**The problem**
Continue the travel letter about sailing up the river toward Quebec, starting after its final line.

I amuse myself with making little sketches of the fort and the surrounding scenery, or watching the groups of emigrants on shore. We have already seen the landing of the passengers of three emigrant ships. You may imagine yourself looking on a fair or crowded market, clothes waving in the wind or spread out on the earth, chests, bundles, baskets, men, women, and children, asleep or basking in the sun, some in motion busied with their goods, the women employed in washing or cooking in the open air, beside the wood fires on the beach; while parties of children are pursuing each other in wanton glee rejoicing in their newly-acquired liberty. Mixed with these you see the stately form and gay trappings of the sentinels, while the thin blue smoke of the wood fires, rising above the trees, heightens the picture and gives it an additional effect. On my husband remarking the picturesque appearance of scene before us to one of the officers from the fort who had come on board, he smiled sadly, and replied, “Believe me, in this instance, as in many others, ’tis distance lends enchantment to the view.” Could you take a nearer survey of some of those very picturesque groups which you admire, I think you would turn away from them with heart sickness; you would there behold every variety of disease, vice, poverty, filth, and famine—human misery in its most disgusting and saddening form. Such pictures as Hogarth’s pencil only could have pourtrayed, or Crabbe’s pen described.
August 14.—We are once more under weigh, and floating up the river with the tide. Gros Isle is just five and twenty miles below Quebec, a favourable breeze would carry us up in a few hours; as it is we can only make a little way by tacking from side to side when we lose the tide. I rather enjoy this way of proceeding, as it gives one a close view of both sides the river, which narrows considerably as we approach nearer towards Quebec. To-morrow, if no accident happens, we shall be anchored in front of a place rendered interesting both by its historical associations and its own native beauty of situation. Till to-morrow, then, adieu.

**Material provided**
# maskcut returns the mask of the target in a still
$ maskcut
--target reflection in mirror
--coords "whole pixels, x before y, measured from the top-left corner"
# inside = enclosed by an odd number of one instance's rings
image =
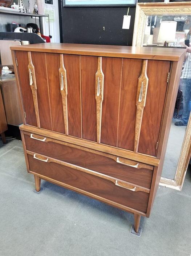
[[[143,46],[184,47],[190,37],[191,21],[191,16],[147,16]]]
[[[174,179],[191,110],[191,56],[187,53],[166,151],[162,176]]]
[[[191,42],[191,16],[147,17],[143,46],[185,47]],[[174,180],[191,110],[191,56],[187,53],[183,67],[162,176]]]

**Response to this exercise**
I was reckoning much on seeing the falls of Montmorenci, which are within sight of the river; but the sun set, and the stars rose brilliantly before we approached within sound of the cataract; and though I strained my eyes till they were weary of gazing on the dim shadowy scene around me, I could distinguish nothing beyond the dark masses of rock that forms the channel through which the waters of the Montmorenci rush into the St. Laurence.
At ten last night, August the 15th, the lights of the city of Quebec were seen gleaming through the distance like a coronet of stars above the waters. At half-past ten we dropped anchor opposite the fort, and I fell asleep dreaming of the various scenes through which I had passed. Again I was destined to be disappointed in my expectations of going on shore. The visiting surgeon advised my husband and me by no means to land, as the mortality that still raged in the town made it very hazardous. He gave a melancholy description of the place. “Desolation and woe and great mourning—Rachel weeping for her children because they are not,” are words that may well be applied to this city of the pestilence.